Task item — Find all the lines in the material below with the word "grass", and copy them.
**** Data extracts ****
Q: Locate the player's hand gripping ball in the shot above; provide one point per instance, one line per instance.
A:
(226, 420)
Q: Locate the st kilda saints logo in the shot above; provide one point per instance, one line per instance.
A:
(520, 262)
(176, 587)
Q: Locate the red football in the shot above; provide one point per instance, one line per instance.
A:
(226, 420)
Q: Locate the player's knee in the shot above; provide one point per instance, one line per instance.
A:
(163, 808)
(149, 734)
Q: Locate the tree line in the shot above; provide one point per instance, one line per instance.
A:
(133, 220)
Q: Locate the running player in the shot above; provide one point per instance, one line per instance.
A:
****
**** Data extracts ****
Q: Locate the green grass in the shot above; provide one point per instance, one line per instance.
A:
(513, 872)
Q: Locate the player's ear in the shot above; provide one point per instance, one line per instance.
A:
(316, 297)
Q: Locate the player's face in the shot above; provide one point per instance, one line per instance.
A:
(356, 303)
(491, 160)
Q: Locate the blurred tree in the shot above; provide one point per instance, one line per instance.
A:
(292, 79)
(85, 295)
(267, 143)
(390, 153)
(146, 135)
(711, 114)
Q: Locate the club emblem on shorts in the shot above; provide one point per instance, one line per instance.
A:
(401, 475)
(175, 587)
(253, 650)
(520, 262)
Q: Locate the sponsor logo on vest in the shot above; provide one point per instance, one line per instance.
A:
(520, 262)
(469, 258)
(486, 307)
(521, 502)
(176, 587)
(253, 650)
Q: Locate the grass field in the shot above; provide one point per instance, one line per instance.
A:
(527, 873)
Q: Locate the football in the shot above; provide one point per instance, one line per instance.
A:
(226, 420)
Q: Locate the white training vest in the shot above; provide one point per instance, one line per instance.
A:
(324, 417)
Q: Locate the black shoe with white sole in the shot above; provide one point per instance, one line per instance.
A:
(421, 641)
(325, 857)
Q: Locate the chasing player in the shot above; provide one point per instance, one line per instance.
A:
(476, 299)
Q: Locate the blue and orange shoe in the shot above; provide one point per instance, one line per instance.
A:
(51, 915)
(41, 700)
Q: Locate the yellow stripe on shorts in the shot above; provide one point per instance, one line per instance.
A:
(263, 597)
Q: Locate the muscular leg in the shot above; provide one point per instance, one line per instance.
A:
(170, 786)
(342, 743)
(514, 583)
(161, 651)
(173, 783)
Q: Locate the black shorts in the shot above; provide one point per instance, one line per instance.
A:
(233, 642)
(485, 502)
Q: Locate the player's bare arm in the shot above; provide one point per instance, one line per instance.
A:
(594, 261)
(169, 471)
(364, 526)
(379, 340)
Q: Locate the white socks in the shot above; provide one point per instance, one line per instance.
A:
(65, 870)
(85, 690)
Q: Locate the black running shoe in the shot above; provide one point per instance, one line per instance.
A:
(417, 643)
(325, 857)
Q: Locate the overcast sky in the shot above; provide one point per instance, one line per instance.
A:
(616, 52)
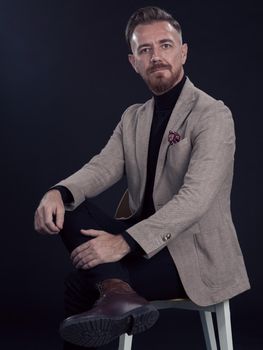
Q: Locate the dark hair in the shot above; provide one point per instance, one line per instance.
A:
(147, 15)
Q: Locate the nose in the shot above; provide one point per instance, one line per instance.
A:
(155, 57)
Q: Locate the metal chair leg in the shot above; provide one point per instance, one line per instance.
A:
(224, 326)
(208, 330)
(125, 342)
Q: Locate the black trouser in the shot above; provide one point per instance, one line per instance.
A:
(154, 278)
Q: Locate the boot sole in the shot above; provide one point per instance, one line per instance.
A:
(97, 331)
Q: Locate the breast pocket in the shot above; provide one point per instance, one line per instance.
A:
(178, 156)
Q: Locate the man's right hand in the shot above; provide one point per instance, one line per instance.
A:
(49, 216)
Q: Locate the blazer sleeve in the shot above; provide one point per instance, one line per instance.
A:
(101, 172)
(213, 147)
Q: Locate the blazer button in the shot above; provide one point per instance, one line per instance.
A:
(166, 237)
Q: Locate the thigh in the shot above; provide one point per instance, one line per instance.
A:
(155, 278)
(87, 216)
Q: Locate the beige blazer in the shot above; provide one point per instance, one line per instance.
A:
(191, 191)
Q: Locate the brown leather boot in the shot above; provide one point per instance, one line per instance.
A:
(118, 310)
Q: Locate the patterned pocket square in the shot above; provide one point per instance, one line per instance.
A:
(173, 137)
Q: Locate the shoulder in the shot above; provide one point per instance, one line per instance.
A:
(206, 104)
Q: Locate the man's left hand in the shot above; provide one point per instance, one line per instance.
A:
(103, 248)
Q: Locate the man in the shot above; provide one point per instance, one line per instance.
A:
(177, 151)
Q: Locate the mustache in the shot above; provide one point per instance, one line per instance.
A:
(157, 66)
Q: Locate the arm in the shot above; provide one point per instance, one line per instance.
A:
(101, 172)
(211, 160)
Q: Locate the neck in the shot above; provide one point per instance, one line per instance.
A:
****
Written solution —
Q: Locate the green grass in the shot above; provide one point per instance, one line per instance.
Q: Locate the grass field in the shot above; provide one point per instance, one line per instance.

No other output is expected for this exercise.